▶ ABOUT THIS TASK: Your answer should be the entries, repeated exactly.

---------- TASK INPUT

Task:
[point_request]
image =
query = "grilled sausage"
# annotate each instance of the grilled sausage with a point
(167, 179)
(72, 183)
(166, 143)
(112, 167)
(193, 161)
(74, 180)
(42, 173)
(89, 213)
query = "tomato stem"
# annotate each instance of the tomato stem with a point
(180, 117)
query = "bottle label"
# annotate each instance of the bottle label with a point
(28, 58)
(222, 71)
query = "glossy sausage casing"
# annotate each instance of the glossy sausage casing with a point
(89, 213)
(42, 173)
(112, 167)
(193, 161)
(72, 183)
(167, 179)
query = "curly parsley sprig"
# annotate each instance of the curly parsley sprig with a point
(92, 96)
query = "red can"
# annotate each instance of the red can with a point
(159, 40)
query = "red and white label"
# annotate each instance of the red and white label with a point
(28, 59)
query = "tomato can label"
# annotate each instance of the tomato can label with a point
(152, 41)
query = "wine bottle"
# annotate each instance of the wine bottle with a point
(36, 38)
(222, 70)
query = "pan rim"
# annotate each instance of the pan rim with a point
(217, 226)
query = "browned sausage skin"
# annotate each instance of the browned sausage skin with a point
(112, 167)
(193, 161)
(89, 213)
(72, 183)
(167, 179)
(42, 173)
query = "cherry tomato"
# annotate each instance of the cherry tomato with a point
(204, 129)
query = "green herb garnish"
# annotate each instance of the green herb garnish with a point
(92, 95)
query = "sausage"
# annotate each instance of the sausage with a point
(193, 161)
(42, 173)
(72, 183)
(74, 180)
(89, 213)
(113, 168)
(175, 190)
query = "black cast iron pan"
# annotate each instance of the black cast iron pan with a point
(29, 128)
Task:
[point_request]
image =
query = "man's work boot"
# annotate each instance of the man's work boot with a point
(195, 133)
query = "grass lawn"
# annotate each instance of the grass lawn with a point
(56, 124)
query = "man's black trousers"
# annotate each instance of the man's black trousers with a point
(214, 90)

--------------------

▶ EXERCISE ANSWER:
Task:
[point_request]
image =
query = "grilled sausage"
# annotate each instance of the grilled sausage with a point
(167, 179)
(72, 183)
(166, 143)
(112, 167)
(193, 161)
(74, 180)
(42, 173)
(89, 213)
query = "tomato stem"
# annotate each instance of the tomato stem with a point
(180, 117)
query = "bottle label"
# annotate each instance of the bottle label with a point
(28, 58)
(222, 71)
query = "glossy sausage casing"
# annotate each instance of the glossy sausage casing with a point
(89, 213)
(42, 173)
(112, 167)
(193, 161)
(72, 183)
(167, 179)
query = "curly parsley sprig"
# annotate each instance of the curly parsley sprig with a point
(92, 96)
query = "red can"
# annotate each instance of the red can with a point
(159, 40)
query = "red and white label"
# annotate each instance of the red and white label with a point
(28, 59)
query = "tomato can label"
# annotate each instance of the tomato can label with a point
(152, 41)
query = "wine bottle"
# annotate each instance of the wine bottle with a point
(36, 38)
(222, 70)
query = "pan rim"
# annotate each instance of the pan rim with a point
(217, 226)
query = "browned sausage skin"
# annotate each instance of the browned sausage skin with a point
(112, 167)
(193, 161)
(89, 213)
(72, 183)
(167, 179)
(42, 173)
query = "cherry tomato"
# annotate each instance of the cherry tomato with a point
(204, 129)
query = "green herb garnish"
# annotate each instance of the green herb garnish with a point
(92, 95)
query = "sausage"
# annotate each instance of the sausage with a point
(193, 161)
(42, 173)
(72, 183)
(74, 180)
(89, 213)
(113, 168)
(175, 190)
query = "black cast iron pan"
# annotate each instance of the black cast iron pan with a point
(29, 128)
Task:
[point_request]
image =
query = "man's work boot"
# annotate each instance of the man's work boot with a point
(195, 133)
query = "grass lawn"
# annotate each instance of the grass lawn with a point
(56, 124)
query = "man's black trousers"
# annotate each instance of the man's black trousers with a point
(214, 90)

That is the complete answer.